Records for processing
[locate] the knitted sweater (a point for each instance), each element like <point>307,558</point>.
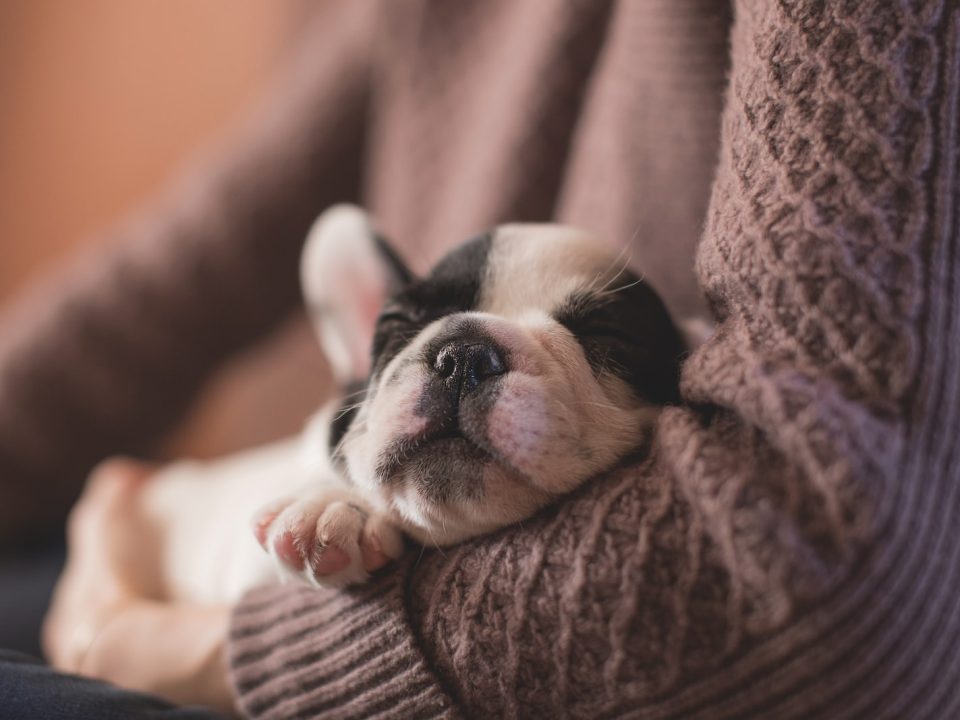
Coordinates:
<point>787,546</point>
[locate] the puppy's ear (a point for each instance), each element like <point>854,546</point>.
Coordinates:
<point>347,271</point>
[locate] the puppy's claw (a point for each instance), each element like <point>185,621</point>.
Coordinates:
<point>324,541</point>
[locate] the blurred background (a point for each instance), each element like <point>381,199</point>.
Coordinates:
<point>102,103</point>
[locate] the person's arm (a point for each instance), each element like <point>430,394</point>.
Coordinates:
<point>787,549</point>
<point>103,359</point>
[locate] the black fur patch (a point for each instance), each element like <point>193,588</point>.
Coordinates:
<point>343,417</point>
<point>628,332</point>
<point>453,286</point>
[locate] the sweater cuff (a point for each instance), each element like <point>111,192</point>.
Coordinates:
<point>300,652</point>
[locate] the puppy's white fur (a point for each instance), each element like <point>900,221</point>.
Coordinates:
<point>555,422</point>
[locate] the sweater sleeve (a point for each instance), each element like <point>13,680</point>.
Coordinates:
<point>106,356</point>
<point>788,547</point>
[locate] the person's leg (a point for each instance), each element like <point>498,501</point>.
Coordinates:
<point>31,689</point>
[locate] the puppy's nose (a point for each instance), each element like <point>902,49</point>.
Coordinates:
<point>469,363</point>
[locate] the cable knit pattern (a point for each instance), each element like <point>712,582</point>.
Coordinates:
<point>759,563</point>
<point>786,546</point>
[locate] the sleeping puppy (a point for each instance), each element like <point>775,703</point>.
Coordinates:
<point>526,362</point>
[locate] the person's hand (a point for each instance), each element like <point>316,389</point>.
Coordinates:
<point>102,625</point>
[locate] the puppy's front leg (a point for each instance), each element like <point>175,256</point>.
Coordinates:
<point>329,537</point>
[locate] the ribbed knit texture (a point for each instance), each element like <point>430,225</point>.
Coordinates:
<point>788,546</point>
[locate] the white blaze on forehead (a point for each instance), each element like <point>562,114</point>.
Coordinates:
<point>539,266</point>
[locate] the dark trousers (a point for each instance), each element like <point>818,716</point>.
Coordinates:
<point>31,690</point>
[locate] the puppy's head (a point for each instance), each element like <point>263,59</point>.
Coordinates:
<point>526,361</point>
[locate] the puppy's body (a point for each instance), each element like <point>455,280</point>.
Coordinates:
<point>527,361</point>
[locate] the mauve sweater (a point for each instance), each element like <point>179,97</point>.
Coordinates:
<point>788,545</point>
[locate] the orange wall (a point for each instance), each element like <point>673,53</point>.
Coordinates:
<point>101,101</point>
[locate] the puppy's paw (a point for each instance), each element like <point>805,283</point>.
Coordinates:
<point>331,540</point>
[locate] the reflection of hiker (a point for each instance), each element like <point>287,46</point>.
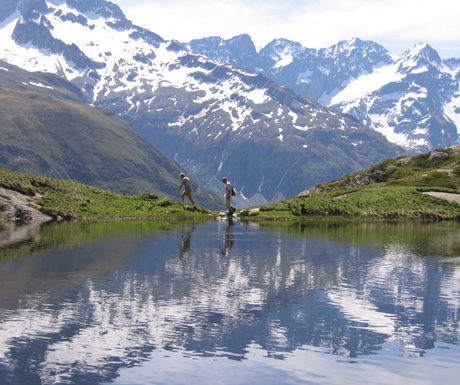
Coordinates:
<point>185,181</point>
<point>228,239</point>
<point>228,196</point>
<point>186,241</point>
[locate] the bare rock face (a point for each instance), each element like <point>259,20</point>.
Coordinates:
<point>20,207</point>
<point>438,156</point>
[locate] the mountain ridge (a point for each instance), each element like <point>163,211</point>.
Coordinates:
<point>214,119</point>
<point>412,99</point>
<point>47,129</point>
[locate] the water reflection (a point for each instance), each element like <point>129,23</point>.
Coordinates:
<point>113,294</point>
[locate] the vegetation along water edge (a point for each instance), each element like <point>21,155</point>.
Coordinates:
<point>424,186</point>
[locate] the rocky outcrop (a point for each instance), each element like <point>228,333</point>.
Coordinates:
<point>20,207</point>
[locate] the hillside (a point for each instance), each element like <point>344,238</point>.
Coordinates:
<point>29,197</point>
<point>213,118</point>
<point>424,186</point>
<point>46,129</point>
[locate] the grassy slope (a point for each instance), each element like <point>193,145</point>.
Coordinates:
<point>392,189</point>
<point>59,198</point>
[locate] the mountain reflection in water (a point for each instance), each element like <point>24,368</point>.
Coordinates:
<point>81,301</point>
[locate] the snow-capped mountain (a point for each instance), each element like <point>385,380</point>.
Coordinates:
<point>412,99</point>
<point>213,118</point>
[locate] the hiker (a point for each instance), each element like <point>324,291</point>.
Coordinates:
<point>228,196</point>
<point>185,181</point>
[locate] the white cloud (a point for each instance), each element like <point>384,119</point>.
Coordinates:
<point>313,23</point>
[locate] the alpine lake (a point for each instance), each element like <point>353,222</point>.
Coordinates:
<point>230,302</point>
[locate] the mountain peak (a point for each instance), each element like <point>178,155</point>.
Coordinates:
<point>424,52</point>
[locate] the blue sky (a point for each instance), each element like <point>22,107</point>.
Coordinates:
<point>395,24</point>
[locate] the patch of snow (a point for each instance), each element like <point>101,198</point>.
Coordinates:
<point>41,85</point>
<point>367,84</point>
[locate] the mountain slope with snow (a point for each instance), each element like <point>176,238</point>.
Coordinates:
<point>412,99</point>
<point>213,118</point>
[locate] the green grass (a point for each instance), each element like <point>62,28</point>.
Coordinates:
<point>392,189</point>
<point>64,199</point>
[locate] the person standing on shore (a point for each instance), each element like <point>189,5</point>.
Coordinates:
<point>228,196</point>
<point>185,181</point>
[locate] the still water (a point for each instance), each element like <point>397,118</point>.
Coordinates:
<point>146,302</point>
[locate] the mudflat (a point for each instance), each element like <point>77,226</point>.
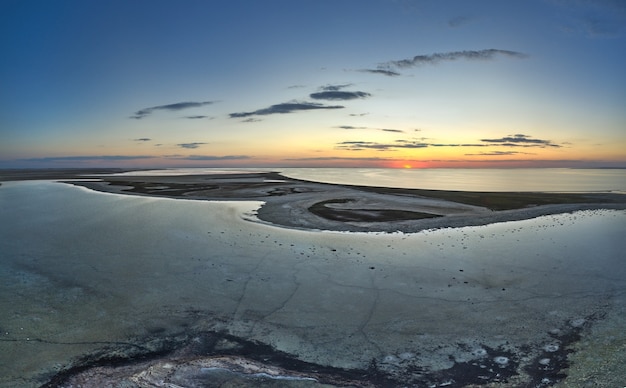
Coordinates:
<point>310,205</point>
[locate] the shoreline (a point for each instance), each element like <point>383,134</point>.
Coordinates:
<point>300,204</point>
<point>183,286</point>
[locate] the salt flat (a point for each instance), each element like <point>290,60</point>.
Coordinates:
<point>106,275</point>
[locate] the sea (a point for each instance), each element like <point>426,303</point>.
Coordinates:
<point>519,179</point>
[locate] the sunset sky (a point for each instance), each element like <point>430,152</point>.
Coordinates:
<point>329,83</point>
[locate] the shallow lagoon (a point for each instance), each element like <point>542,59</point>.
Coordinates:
<point>82,271</point>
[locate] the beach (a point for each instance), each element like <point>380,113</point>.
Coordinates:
<point>295,282</point>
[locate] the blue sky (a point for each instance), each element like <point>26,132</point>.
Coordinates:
<point>372,83</point>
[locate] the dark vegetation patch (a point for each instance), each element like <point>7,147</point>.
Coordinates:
<point>364,215</point>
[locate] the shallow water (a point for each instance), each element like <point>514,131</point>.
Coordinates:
<point>82,271</point>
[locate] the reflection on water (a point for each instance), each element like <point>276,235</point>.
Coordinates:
<point>523,179</point>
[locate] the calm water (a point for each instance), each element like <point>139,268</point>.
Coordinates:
<point>530,179</point>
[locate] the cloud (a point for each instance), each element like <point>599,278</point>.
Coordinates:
<point>338,95</point>
<point>520,140</point>
<point>350,127</point>
<point>87,158</point>
<point>287,107</point>
<point>140,114</point>
<point>436,58</point>
<point>459,21</point>
<point>390,68</point>
<point>190,145</point>
<point>213,157</point>
<point>363,145</point>
<point>331,88</point>
<point>387,72</point>
<point>499,153</point>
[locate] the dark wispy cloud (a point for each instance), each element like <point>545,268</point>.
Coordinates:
<point>499,153</point>
<point>140,114</point>
<point>331,87</point>
<point>520,140</point>
<point>338,95</point>
<point>88,158</point>
<point>215,158</point>
<point>287,107</point>
<point>517,140</point>
<point>387,72</point>
<point>359,145</point>
<point>459,21</point>
<point>433,59</point>
<point>390,68</point>
<point>335,92</point>
<point>190,145</point>
<point>349,127</point>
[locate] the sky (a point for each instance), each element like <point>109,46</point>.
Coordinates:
<point>313,83</point>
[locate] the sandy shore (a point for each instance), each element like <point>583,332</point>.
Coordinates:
<point>309,205</point>
<point>100,289</point>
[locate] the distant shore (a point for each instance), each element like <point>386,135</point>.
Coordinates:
<point>302,204</point>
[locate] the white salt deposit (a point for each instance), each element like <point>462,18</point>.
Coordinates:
<point>81,270</point>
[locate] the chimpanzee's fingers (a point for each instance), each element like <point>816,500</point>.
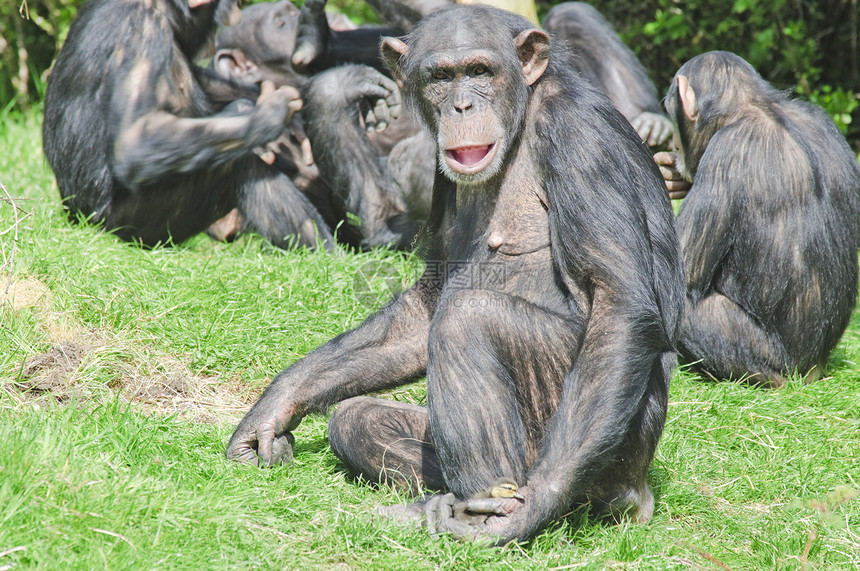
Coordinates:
<point>267,87</point>
<point>383,114</point>
<point>662,132</point>
<point>492,506</point>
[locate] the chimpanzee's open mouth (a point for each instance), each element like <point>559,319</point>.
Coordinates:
<point>471,159</point>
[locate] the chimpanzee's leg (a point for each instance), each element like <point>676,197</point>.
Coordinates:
<point>274,208</point>
<point>727,343</point>
<point>386,441</point>
<point>180,206</point>
<point>495,372</point>
<point>622,488</point>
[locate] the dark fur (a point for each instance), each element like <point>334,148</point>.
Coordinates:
<point>769,230</point>
<point>137,138</point>
<point>603,58</point>
<point>354,171</point>
<point>547,315</point>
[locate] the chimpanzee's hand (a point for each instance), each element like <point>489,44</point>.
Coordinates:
<point>312,37</point>
<point>675,182</point>
<point>654,129</point>
<point>378,98</point>
<point>264,437</point>
<point>286,97</point>
<point>505,518</point>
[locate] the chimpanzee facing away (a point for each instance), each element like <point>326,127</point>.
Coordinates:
<point>546,318</point>
<point>769,229</point>
<point>134,134</point>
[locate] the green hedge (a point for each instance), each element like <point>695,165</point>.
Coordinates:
<point>807,47</point>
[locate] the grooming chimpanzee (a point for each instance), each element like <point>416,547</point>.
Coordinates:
<point>350,169</point>
<point>598,54</point>
<point>139,138</point>
<point>552,293</point>
<point>770,228</point>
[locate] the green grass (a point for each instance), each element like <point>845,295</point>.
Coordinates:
<point>114,458</point>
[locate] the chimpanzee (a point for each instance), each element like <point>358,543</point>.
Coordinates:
<point>769,230</point>
<point>597,53</point>
<point>547,314</point>
<point>140,140</point>
<point>350,170</point>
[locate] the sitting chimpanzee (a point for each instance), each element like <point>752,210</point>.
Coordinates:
<point>769,229</point>
<point>351,170</point>
<point>133,131</point>
<point>385,178</point>
<point>546,318</point>
<point>606,61</point>
<point>596,51</point>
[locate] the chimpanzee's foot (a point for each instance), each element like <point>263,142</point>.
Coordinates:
<point>226,228</point>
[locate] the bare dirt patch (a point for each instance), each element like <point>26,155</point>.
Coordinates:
<point>84,365</point>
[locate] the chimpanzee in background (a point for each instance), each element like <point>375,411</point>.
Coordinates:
<point>349,172</point>
<point>385,177</point>
<point>134,134</point>
<point>598,54</point>
<point>769,229</point>
<point>553,292</point>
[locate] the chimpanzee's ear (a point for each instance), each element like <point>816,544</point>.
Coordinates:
<point>688,98</point>
<point>533,50</point>
<point>391,50</point>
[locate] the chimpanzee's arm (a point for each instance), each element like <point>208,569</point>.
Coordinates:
<point>622,258</point>
<point>707,215</point>
<point>387,350</point>
<point>334,103</point>
<point>149,85</point>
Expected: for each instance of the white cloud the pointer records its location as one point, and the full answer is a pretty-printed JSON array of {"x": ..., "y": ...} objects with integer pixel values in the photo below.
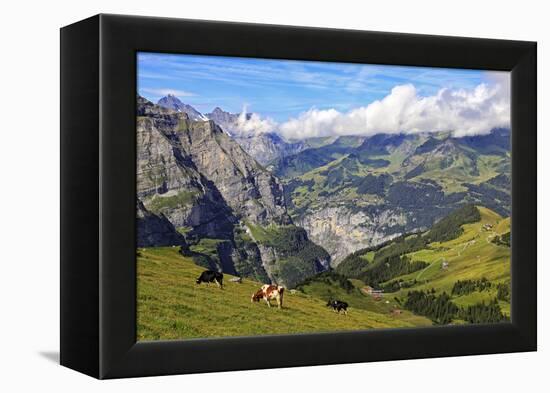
[
  {"x": 465, "y": 112},
  {"x": 165, "y": 92},
  {"x": 252, "y": 124}
]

What is required
Answer with one number only: how many lines in the data contain the word "patch"?

Solution
4